*** Reading passage ***
Health care can easily become expensive, especially if your options are limited by geography or finances. Luckily, federally qualified health centers seek to fix this!

Health care can be expensive, especially if you don’t have a lot of provider options around you. If your financial and health care options are strained, there are plenty of solutions out there for you, but the trouble can be finding them. Not only can you rely on Medicare to help with health care costs if you’re eligible for enrollment, but you may also be able to enroll in Medicaid for further assistance. Of course, there are other programs out there designed to help those in need get the health care that’s right for them. Another of these programs allows a type of facility known as a federally qualified health center (FQHC). If you’re struggling financially and there’s an FQHC near you, this may be a solution to your health care concerns.

Much of the information in this article has been sourced directly from the Centers for Medicare & Medicaid Services (CMS) and the Health Resources & Services Administration (HRSA) Health Center Program site, unless linked elsewhere.

What is an FQHC?
*** End of Reading passage ***
**What is required**
Reproduce the entire passage about federally qualified health centers word for word. The listing that follows has no connection to the passage about federally qualified health centers.
*** Data to examine ***
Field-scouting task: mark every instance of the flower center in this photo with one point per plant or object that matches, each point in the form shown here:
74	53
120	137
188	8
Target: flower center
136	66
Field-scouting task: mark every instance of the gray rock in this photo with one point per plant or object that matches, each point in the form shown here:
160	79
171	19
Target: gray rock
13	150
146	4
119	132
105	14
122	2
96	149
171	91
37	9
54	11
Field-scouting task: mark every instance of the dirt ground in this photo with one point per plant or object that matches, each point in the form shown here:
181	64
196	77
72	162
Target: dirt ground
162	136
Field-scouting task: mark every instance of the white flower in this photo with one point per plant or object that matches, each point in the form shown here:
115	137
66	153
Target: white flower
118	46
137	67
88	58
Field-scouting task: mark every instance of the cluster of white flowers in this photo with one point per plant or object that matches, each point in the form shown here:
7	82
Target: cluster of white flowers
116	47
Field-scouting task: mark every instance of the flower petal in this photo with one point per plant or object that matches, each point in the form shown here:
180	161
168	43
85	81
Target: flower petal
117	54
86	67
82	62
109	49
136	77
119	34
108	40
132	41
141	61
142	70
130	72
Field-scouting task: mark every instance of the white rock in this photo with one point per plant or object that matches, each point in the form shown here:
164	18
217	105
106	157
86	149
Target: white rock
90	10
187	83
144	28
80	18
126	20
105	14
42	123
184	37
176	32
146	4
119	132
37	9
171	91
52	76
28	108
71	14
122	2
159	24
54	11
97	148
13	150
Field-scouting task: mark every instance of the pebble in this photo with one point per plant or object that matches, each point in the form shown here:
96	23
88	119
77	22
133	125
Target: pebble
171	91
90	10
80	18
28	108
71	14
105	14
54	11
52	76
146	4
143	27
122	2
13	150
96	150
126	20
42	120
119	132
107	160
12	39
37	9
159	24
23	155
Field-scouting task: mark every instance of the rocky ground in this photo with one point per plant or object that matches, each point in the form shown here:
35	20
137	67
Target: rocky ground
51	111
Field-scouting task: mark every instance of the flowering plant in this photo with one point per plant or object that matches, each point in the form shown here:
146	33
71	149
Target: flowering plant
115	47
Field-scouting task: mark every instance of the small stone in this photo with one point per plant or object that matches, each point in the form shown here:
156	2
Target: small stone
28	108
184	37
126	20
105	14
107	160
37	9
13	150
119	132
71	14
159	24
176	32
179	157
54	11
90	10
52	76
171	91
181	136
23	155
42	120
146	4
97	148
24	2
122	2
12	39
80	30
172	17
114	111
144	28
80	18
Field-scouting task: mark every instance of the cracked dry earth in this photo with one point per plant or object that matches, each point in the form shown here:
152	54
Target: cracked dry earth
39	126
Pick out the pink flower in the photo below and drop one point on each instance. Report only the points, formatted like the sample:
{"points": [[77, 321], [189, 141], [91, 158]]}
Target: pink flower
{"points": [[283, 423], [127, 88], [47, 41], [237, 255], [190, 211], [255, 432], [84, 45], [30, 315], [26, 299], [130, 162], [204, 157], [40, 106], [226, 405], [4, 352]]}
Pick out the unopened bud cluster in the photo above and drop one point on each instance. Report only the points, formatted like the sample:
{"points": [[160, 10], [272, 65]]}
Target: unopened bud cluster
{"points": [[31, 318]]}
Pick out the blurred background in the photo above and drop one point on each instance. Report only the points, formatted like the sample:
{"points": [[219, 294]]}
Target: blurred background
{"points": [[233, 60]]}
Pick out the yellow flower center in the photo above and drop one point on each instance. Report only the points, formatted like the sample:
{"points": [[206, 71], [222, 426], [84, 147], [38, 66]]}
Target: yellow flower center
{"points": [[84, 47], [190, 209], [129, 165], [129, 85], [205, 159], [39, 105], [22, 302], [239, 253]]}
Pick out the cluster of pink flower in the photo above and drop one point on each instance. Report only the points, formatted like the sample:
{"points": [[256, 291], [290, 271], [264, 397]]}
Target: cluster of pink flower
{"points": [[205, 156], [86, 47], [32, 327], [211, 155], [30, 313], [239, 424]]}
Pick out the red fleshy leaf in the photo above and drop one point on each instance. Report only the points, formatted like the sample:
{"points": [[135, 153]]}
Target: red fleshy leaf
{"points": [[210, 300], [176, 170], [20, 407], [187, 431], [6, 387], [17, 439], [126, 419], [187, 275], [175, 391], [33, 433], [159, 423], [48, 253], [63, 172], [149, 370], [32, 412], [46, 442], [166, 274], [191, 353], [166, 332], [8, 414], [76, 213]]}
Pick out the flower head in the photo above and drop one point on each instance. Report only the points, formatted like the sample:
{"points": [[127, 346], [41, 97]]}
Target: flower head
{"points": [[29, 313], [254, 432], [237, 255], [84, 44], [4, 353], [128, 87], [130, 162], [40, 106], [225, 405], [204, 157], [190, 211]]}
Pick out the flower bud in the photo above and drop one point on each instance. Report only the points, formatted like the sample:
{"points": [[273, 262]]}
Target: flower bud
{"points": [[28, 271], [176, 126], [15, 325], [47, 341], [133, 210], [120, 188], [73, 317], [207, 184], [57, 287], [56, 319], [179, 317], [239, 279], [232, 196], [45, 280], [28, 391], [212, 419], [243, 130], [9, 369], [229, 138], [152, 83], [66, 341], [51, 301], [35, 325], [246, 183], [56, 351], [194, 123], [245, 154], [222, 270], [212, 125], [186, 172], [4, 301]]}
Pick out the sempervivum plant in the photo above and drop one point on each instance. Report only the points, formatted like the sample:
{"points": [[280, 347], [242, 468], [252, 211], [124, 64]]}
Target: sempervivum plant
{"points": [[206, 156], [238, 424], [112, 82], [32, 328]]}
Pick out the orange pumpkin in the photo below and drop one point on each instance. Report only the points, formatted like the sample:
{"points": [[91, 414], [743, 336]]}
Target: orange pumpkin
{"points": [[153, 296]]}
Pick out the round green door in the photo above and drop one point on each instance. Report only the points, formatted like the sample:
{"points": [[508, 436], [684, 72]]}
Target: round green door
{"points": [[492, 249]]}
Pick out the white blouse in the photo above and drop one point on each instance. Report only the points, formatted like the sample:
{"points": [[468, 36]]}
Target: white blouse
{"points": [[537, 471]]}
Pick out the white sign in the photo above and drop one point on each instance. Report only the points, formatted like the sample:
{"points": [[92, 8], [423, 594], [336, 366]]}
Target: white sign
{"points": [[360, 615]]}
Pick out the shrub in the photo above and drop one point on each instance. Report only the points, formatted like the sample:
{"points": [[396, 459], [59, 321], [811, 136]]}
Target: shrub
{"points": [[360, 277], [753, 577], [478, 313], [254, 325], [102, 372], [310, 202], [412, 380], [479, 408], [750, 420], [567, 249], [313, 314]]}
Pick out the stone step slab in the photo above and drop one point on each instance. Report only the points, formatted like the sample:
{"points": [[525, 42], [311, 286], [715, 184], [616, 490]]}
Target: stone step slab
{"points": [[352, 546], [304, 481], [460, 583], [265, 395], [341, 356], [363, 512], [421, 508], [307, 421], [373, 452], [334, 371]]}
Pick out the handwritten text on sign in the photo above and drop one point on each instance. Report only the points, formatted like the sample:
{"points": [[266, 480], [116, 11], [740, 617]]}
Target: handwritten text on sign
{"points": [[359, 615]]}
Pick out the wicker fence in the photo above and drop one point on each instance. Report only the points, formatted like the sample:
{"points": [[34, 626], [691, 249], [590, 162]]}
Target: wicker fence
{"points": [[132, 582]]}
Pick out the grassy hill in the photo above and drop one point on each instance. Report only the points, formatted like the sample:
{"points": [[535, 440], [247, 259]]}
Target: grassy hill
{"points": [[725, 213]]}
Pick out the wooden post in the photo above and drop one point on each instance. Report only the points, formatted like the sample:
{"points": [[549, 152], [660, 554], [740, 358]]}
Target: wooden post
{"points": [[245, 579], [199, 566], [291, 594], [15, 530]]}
*** End of Data to examine ***
**Your response**
Health care can easily become expensive, especially if your options are limited by geography or finances. Luckily, federally qualified health centers seek to fix this!

Health care can be expensive, especially if you don’t have a lot of provider options around you. If your financial and health care options are strained, there are plenty of solutions out there for you, but the trouble can be finding them. Not only can you rely on Medicare to help with health care costs if you’re eligible for enrollment, but you may also be able to enroll in Medicaid for further assistance. Of course, there are other programs out there designed to help those in need get the health care that’s right for them. Another of these programs allows a type of facility known as a federally qualified health center (FQHC). If you’re struggling financially and there’s an FQHC near you, this may be a solution to your health care concerns.

Much of the information in this article has been sourced directly from the Centers for Medicare & Medicaid Services (CMS) and the Health Resources & Services Administration (HRSA) Health Center Program site, unless linked elsewhere.

What is an FQHC?